An exact reproduction of all the entries is the expected answer.

*** Opening SUPPLIED DATA ***

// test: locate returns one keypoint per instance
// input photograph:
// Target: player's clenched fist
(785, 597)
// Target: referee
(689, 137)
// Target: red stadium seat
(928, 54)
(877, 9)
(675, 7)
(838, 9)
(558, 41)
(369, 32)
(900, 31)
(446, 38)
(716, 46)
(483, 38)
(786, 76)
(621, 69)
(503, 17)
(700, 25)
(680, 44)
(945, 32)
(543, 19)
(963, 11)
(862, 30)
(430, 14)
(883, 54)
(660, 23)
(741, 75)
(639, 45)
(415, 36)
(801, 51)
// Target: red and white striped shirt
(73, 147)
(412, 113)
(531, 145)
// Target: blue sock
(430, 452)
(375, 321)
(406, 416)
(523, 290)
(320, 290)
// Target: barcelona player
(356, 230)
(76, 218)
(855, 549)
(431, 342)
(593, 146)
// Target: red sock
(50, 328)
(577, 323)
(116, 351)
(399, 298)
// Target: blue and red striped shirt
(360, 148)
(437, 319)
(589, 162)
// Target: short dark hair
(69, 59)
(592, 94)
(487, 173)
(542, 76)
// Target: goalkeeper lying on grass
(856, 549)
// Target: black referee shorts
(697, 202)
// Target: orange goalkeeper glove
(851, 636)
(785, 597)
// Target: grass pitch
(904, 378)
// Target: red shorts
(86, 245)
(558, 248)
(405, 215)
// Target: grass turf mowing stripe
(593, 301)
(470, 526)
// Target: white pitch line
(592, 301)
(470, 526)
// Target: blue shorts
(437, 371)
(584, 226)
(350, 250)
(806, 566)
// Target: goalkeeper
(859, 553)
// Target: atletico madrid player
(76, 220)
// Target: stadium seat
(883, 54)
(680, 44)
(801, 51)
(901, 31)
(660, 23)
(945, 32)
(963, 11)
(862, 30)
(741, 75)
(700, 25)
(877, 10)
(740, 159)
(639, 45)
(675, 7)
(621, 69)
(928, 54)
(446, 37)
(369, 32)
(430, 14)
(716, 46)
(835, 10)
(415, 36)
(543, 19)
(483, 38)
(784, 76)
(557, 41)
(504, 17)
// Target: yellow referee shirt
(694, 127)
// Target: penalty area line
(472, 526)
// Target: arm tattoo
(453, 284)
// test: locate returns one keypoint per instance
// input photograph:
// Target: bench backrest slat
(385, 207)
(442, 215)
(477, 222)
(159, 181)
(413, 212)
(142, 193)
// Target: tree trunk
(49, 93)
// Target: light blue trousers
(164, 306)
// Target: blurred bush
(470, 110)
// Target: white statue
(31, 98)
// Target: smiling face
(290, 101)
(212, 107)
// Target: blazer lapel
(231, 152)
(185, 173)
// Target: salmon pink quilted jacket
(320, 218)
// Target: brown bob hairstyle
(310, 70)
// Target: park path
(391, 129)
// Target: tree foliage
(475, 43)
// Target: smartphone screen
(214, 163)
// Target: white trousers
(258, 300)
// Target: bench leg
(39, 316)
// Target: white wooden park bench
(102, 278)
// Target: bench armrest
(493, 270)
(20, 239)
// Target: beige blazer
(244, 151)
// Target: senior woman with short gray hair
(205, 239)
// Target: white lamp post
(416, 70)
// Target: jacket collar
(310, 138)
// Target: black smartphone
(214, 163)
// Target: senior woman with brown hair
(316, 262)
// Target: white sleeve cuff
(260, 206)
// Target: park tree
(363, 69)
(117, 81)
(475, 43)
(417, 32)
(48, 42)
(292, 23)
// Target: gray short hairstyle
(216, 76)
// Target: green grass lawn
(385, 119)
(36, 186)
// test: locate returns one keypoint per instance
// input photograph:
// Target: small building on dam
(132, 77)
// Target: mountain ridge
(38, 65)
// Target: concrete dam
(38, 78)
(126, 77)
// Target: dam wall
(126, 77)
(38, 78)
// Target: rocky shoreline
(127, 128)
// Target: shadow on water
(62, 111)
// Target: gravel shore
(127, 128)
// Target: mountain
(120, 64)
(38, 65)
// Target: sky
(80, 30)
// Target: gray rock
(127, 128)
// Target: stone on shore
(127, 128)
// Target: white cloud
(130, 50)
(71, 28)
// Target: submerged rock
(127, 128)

*** Closing SUPPLIED DATA ***

## RESULT FOR THIS TASK
// test: locate returns one keypoint per instance
// input photograph:
// Target: player's clenched fist
(785, 597)
// Target: referee
(689, 137)
// Target: red stadium seat
(928, 54)
(877, 9)
(675, 7)
(838, 9)
(558, 41)
(369, 32)
(900, 31)
(446, 38)
(716, 46)
(483, 38)
(786, 76)
(621, 69)
(503, 17)
(700, 25)
(680, 44)
(945, 32)
(543, 19)
(963, 11)
(862, 30)
(430, 14)
(883, 54)
(660, 23)
(741, 75)
(639, 45)
(415, 36)
(801, 51)
// Target: red and white striped shirt
(73, 147)
(412, 113)
(531, 145)
// Target: blue sock
(430, 452)
(375, 321)
(406, 416)
(523, 290)
(320, 290)
// Target: barcelona player
(356, 230)
(76, 218)
(855, 549)
(431, 342)
(593, 146)
// Target: red sock
(50, 328)
(577, 323)
(116, 351)
(399, 298)
// Target: blue and red striped shirt
(360, 148)
(437, 319)
(589, 162)
// Target: short dark hair
(69, 59)
(592, 94)
(487, 173)
(542, 76)
// Target: goalkeeper lying on grass
(856, 549)
// Target: black referee shorts
(697, 202)
// Target: orange goalkeeper glove
(851, 636)
(785, 597)
// Target: grass pitch
(904, 378)
// Target: red shorts
(86, 245)
(558, 248)
(405, 215)
// Target: grass turf mowing stripe
(593, 301)
(470, 526)
// Target: white pitch line
(592, 301)
(470, 526)
// Target: blue shorts
(437, 371)
(584, 226)
(350, 250)
(806, 566)
// Target: goalkeeper
(859, 553)
// Target: atletico madrid player
(76, 220)
// Target: stadium seat
(883, 54)
(680, 44)
(801, 51)
(901, 31)
(660, 23)
(945, 32)
(963, 11)
(862, 30)
(741, 75)
(700, 25)
(877, 10)
(740, 159)
(639, 45)
(675, 7)
(621, 69)
(928, 54)
(446, 37)
(369, 32)
(430, 14)
(716, 46)
(835, 10)
(415, 36)
(543, 19)
(483, 38)
(784, 76)
(557, 41)
(504, 17)
// Target: yellow referee shirt
(694, 127)
// Target: penalty area line
(472, 526)
// Target: arm tattoo
(453, 284)
// test: locate returns one keypoint per instance
// input photograph:
// Target: bench backrest slat
(385, 207)
(442, 215)
(477, 222)
(159, 181)
(413, 212)
(142, 193)
// Target: tree trunk
(49, 93)
// Target: light blue trousers
(164, 306)
// Target: blurred bush
(470, 110)
// Target: white statue
(31, 98)
// Target: smiling face
(290, 101)
(212, 107)
// Target: blazer lapel
(231, 152)
(185, 173)
// Target: salmon pink quilted jacket
(320, 218)
// Target: brown bob hairstyle
(310, 70)
// Target: park path
(391, 129)
// Target: tree foliage
(475, 43)
// Target: smartphone screen
(214, 163)
// Target: white trousers
(258, 300)
// Target: bench leg
(39, 316)
// Target: white wooden park bench
(102, 278)
// Target: bench armrest
(493, 270)
(20, 239)
// Target: beige blazer
(244, 151)
// Target: senior woman with short gray hair
(205, 239)
// Target: white lamp post
(416, 70)
// Target: jacket collar
(310, 138)
// Target: black smartphone
(214, 163)
// Target: senior woman with brown hair
(316, 262)
// Target: white sleeve cuff
(260, 206)
// Target: park tree
(363, 69)
(117, 81)
(475, 43)
(417, 32)
(48, 42)
(292, 23)
// Target: gray short hairstyle
(216, 76)
// Target: green grass lawn
(385, 119)
(36, 186)
// test: locate returns one keypoint per instance
// input photograph:
// Target: small building on dam
(132, 77)
// Target: mountain ridge
(38, 65)
// Target: concrete dam
(38, 78)
(126, 77)
// Target: dam wall
(126, 77)
(38, 78)
// Target: rocky shoreline
(127, 128)
// Target: shadow on water
(62, 111)
// Target: gravel shore
(127, 128)
// Target: mountain
(120, 64)
(38, 65)
// Target: sky
(80, 30)
// Target: gray rock
(127, 128)
// Target: stone on shore
(127, 128)
// Target: white cloud
(130, 50)
(71, 28)
// Target: submerged rock
(127, 128)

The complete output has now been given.